* [Passage to read]:
Low Tech, High Reward? A Report on the Workshop “Making the Most of Digital Humanities for Tibetan Studies”

I want to start with some general questions that many Digital Orientalist contributors will have asked themselves privately or in posts on this website: How can the better part of colleagues be introduced to DH technology or software without forcing a 6-month Python course or SQL basics on them? When does technology start to hinder philological workflows instead of enhancing them? How much basic research do low-resource languages need in order to be able to use generic tools in the ever-growing and increasingly complex sea of digital humanities and thus also present significant and innovative research results?As part of the workshop “Making the Most of Digital Humanities for Tibetan studies: An Introduction and Practical Guide”, which I co-organised with Digital Orientalist editor Rachael Griffiths at Wolfson College, University of Oxford, in December 2023, we aimed to provide answers to some of these questions specifically for Tibetan studies. A big thank you is due to our gracious host Dr Lama Jabb, Head of Wolfson College’s Tibetan & Himalayan Studies Centre.

Preliminary considerations

We had advertised the aims of the workshop quite ambitiously as “managing your research data, learning the basics of social networks and text analysis, and doing your own OCR with Tesseract and Transkribus”. As Rachael and I have been passionate about the digital humanities for a number of years, we wanted to take the opportunity to share what we had learnt on this journey with our peers. We had sent out a simple questionnaire in advance to clarify the technical interests, skills, wishes and expectations of the participants. As expected, there were few specific suggestions, but rather a desire for inspiration, learning and a general broadening of horizons. However, we did have some requests for the basics of corpus analysis and concordance, an introduction to Tibetan OCR, and how to efficiently and comprehensively query databases and search available catalogues.

I was immediately reminded of Roberta L. Dougherty’s talk at the recent Digital Orientalist conference “Sustainability in the DH”, who spoke about “Object Lessons in Sustainability of Complex Digital Projects”. In the course of her presentation, she glossed over the 1989 Kevin Costner classic Field of Dreams as follows: “If you build it, will they come?” Roberta pointedly addressed the fact that the existence of databases, tools, or web applications alone is no guarantee that they will be found and used. It was therefore important for us to present a selection of practical platforms, beginning with the popular The Buddhist Digital Archives (BUDA) and emphasising the very useful cooperation of this project with the Internet Archive. For concordances and simple corpus analysis, I chose AntConc because I also use it for my own historical research. Despite the very intuitive workflow and the excellent documentation, there is one major disadvantage of AntConc, namely that Tibetan Unicode is not yet supported (for reasons that escape me). Therefore, I have also introduced the web app Translit CrossAsia from the CrossAsia platform, which enables fast transliteration. CrossAsia and especially the CrossAsia LAB are, in my experience, almost completely unknown outside of Germany, and I will hopefully be able to go into more detail about the features of this portal in a future DO post.

Labeled area outline items:

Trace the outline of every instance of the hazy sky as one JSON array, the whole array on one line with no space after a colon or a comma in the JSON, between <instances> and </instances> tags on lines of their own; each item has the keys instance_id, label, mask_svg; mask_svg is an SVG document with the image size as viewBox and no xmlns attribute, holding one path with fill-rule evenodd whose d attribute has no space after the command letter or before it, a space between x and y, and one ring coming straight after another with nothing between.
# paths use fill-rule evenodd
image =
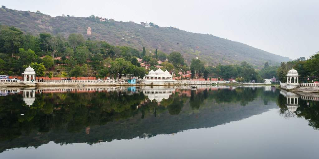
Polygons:
<instances>
[{"instance_id":1,"label":"hazy sky","mask_svg":"<svg viewBox=\"0 0 319 159\"><path fill-rule=\"evenodd\" d=\"M117 21L147 21L212 34L293 59L319 51L318 0L46 1L0 0L0 5L39 10L53 17L93 14Z\"/></svg>"}]
</instances>

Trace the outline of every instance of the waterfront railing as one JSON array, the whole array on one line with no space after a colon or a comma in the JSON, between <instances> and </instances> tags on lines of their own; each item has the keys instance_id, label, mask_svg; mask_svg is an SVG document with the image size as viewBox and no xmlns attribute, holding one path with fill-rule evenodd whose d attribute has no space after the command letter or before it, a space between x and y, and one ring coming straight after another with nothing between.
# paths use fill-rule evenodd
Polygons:
<instances>
[{"instance_id":1,"label":"waterfront railing","mask_svg":"<svg viewBox=\"0 0 319 159\"><path fill-rule=\"evenodd\" d=\"M303 83L300 85L301 86L307 87L319 87L319 83Z\"/></svg>"},{"instance_id":2,"label":"waterfront railing","mask_svg":"<svg viewBox=\"0 0 319 159\"><path fill-rule=\"evenodd\" d=\"M39 80L40 82L46 83L124 83L124 80Z\"/></svg>"},{"instance_id":3,"label":"waterfront railing","mask_svg":"<svg viewBox=\"0 0 319 159\"><path fill-rule=\"evenodd\" d=\"M4 80L3 79L0 79L0 82L6 83L17 83L20 81L19 80Z\"/></svg>"}]
</instances>

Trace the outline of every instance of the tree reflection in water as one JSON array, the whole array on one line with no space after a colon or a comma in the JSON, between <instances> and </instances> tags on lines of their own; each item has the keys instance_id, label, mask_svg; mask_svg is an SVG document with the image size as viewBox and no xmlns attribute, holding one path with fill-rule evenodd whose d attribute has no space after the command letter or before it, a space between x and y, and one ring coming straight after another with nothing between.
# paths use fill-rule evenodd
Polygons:
<instances>
[{"instance_id":1,"label":"tree reflection in water","mask_svg":"<svg viewBox=\"0 0 319 159\"><path fill-rule=\"evenodd\" d=\"M278 108L277 105L282 114L288 110L286 97L275 89L177 87L169 98L155 95L152 100L144 93L152 91L143 89L37 93L30 107L21 93L0 97L0 151L50 141L92 144L151 137L241 120ZM300 100L297 116L309 119L309 125L317 128L317 102L308 102Z\"/></svg>"}]
</instances>

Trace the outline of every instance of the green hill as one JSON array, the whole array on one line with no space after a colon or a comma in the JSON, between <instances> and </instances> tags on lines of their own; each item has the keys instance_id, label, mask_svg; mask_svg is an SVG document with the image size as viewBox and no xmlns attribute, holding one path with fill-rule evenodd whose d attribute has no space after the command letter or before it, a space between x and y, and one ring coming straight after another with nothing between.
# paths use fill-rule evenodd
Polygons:
<instances>
[{"instance_id":1,"label":"green hill","mask_svg":"<svg viewBox=\"0 0 319 159\"><path fill-rule=\"evenodd\" d=\"M48 32L67 37L70 33L78 33L92 39L130 46L141 51L144 46L153 52L155 49L168 53L177 51L183 55L188 63L196 57L209 65L239 64L246 61L258 67L266 62L278 65L281 62L290 60L287 57L212 35L191 33L172 27L145 28L132 22L117 22L112 19L100 22L92 17L52 17L40 12L2 8L0 9L0 24L14 26L35 35ZM91 35L86 35L88 27L92 28Z\"/></svg>"}]
</instances>

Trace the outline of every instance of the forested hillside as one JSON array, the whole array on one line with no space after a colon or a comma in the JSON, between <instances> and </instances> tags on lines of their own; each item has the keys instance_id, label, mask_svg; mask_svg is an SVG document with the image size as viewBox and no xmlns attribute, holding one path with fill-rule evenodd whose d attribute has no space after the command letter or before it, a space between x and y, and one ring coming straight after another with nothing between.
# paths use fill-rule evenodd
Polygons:
<instances>
[{"instance_id":1,"label":"forested hillside","mask_svg":"<svg viewBox=\"0 0 319 159\"><path fill-rule=\"evenodd\" d=\"M93 16L68 16L52 17L40 12L3 7L0 8L0 24L14 26L25 34L35 36L45 32L66 38L70 33L79 33L88 39L129 46L140 51L145 47L147 52L154 52L157 49L159 52L168 53L178 52L189 64L197 57L209 65L239 64L246 61L259 68L267 62L271 65L279 65L280 62L289 60L288 58L212 35L171 27L145 28L133 22L117 22L112 19L100 22ZM92 28L91 35L86 35L88 27Z\"/></svg>"}]
</instances>

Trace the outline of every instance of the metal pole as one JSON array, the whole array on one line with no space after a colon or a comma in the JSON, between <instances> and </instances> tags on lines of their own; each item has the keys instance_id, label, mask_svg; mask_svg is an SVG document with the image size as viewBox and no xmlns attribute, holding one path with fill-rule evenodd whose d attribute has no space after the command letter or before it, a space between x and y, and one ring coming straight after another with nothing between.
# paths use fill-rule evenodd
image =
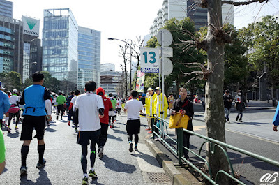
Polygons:
<instances>
[{"instance_id":1,"label":"metal pole","mask_svg":"<svg viewBox=\"0 0 279 185\"><path fill-rule=\"evenodd\" d=\"M164 104L165 104L165 96L164 96L164 89L165 89L165 86L164 86L164 83L165 83L165 82L164 82L164 54L163 54L163 48L165 47L165 44L164 44L164 34L163 34L163 31L162 31L162 48L161 48L161 54L162 54L162 57L161 57L161 63L162 63L162 64L161 64L161 67L162 67L162 96L161 96L161 106L160 106L160 108L161 108L161 110L160 110L160 111L162 112L162 111L164 111ZM163 119L165 119L165 117L164 117L164 114L165 114L165 113L163 113L163 114L162 114L162 118ZM162 128L161 128L161 129L162 129L162 138L164 138L164 135L165 135L165 132L164 132L164 123L163 123L163 125L162 125Z\"/></svg>"},{"instance_id":2,"label":"metal pole","mask_svg":"<svg viewBox=\"0 0 279 185\"><path fill-rule=\"evenodd\" d=\"M130 91L132 91L132 47L130 45Z\"/></svg>"}]
</instances>

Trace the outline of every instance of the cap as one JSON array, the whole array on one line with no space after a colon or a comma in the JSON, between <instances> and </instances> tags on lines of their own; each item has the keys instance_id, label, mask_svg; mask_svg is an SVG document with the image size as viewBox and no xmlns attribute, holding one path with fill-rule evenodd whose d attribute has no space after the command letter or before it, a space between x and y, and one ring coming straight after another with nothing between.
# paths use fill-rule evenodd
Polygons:
<instances>
[{"instance_id":1,"label":"cap","mask_svg":"<svg viewBox=\"0 0 279 185\"><path fill-rule=\"evenodd\" d=\"M13 89L13 94L17 94L17 89Z\"/></svg>"}]
</instances>

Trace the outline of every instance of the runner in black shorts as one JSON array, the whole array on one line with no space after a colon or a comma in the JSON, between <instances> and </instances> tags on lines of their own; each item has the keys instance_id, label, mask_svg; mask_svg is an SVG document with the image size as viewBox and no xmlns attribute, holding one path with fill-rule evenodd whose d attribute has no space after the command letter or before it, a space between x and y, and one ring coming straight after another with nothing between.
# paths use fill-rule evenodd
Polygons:
<instances>
[{"instance_id":1,"label":"runner in black shorts","mask_svg":"<svg viewBox=\"0 0 279 185\"><path fill-rule=\"evenodd\" d=\"M50 91L43 87L44 75L40 72L36 72L32 75L33 84L27 87L20 99L20 104L24 105L25 110L23 112L22 130L20 140L23 140L21 149L22 166L20 175L27 175L26 160L29 151L29 145L32 140L33 130L35 128L38 140L38 152L39 160L36 168L40 168L45 165L46 161L43 158L45 152L45 142L43 140L45 133L45 116L47 112L48 121L51 121L52 103L50 101Z\"/></svg>"}]
</instances>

* [What to do]:
1. Based on the report on the Tibetan studies digital humanities workshop, decide whether each statement agrees with the text. Answer yes or no for each, and quote the deciding words. (a) The workshop was held at Wolfson College in December 2023. (b) AntConc supports Tibetan Unicode. (c) The questionnaire sent out in advance produced many specific suggestions.
2. Translate this sentence from the workshop report into French: "Roberta pointedly addressed the fact that the existence of databases, tools, or web applications alone is no guarantee that they will be found and used."
3. Extend the workshop report on digital humanities for Tibetan studies by writing the next paragraph after its final sentence.

* [Expected responses]:
1.
(a) Yes: "at Wolfson College, University of Oxford, in December 2023"
(b) No: "Tibetan Unicode is not yet supported"
(c) No: "there were few specific suggestions"

2. Roberta a souligné avec insistance le fait que l'existence de bases de données, d'outils ou d'applications web n'est pas à elle seule une garantie qu'ils seront trouvés et utilisés.

3.
An image of the website of the CrossAsia project
“CrossAsia offers access to specialised information from the entire spectrum of humanities and social sciences from and about Asia.” (https://blog.crossasia.org/about/?lang=en)

Rachael and I decided to split the OCR/HTR component according to our areas of expertise, so Rachael would introduce the fine art of Handwritten Text Recognition via Transkribus (see her previous posts on the subject here and here) and I would present the Tesseract-based OCRmyPDF which is operated through a command-line interface (CLI). We also arranged the afternoon session of the workshop the same way, with an introduction to Obsidian for managing research data and notes (Daniel) and a first look at the possibilities of social network analysis with Gephi (Rachael).

Theory to Practice: Workshop reflections

Our practical walkthrough of the Buddhist Digital Archives was a great exercise for everyone to ease into the workshop. Any student who has been involved in Tibetan or Buddhist studies for some time will already have come into contact with this invaluable resource, so all participants were familiar with the user interface and basic functions. However, as BUDA was completely revamped about two years ago, both in terms of web design and the underlying database structure, many colleagues still struggle to find “even half of what used to be on the old website” or have problems with its navigation. Some participants seemed to have had similar experiences, but we are pleased to report that these problems should now be a thing of the past. While the ever-growing number of e-texts being added to BUDA lend themselves to fine-grained searches, most of them are not easily accessible or retrievable due to numerous copyright restrictions. To the great surprise of all participants, however, they are searchable via the ‘Text Content Search’ of the Internet Archive and linked to the respective page (which is unfortunately not always the case with the e-texts in BUDA itself). Note: When searching for compounds, always put your query in inverted commas!

Search results on Internet Archive
150 search results for the phrase “ཧོར་ཁྲིམས་” (Mongol laws) using the Internet Archive text content search vs. 93 results on BUDA. All BUDA uploads to the Internet Archive are processed with Tesseract OCR. HTR is not yet supported.

My subsequent presentation of AntConc was unfortunately not sufficiently structured and sometimes created more confusion than clarity. The creation of an individual corpus and the subsequent collocation would have benefited from a gentler introduction to the general corpus linguistic methodology. The KWIC feature, i.e. keywords in context, on the other hand, appealed to many and you could see participants recognising the potential value for their own research and asked more questions.

We started our afternoon session with the Personal Knowledge Management System (PKMS) Obsidian (see here also Cornelis van Lit’s article “How to level up in DH”). Firstly, I was keen to explain the concept of “future proofing” with the “files before apps” approach through practical examples, because every Obsidian note is ultimately just plain text markdown in local folders. Even if Obsidian would break and could no longer be opened, you could navigate the notes in a universally readable format in any file manager and use them with any text editor, including the default ones that come with Windows, macOS and most Linux distributions. I  also featured a selection of my favourite plugins such as Admonition, Omnisearch or Iconize and the super useful in-built Graph View. I then went through my own PhD Obsidian project and the folder structure I use (kudos to my mate Michael Ium who once suggested a similar way of working in Scrivener). After just a few minutes, the participants recognised the incredible potential of a PKMS and appreciated the user-friendliness of the internal links and the PDF embedding as well as my proposed method of organisation by source, person, and terminology.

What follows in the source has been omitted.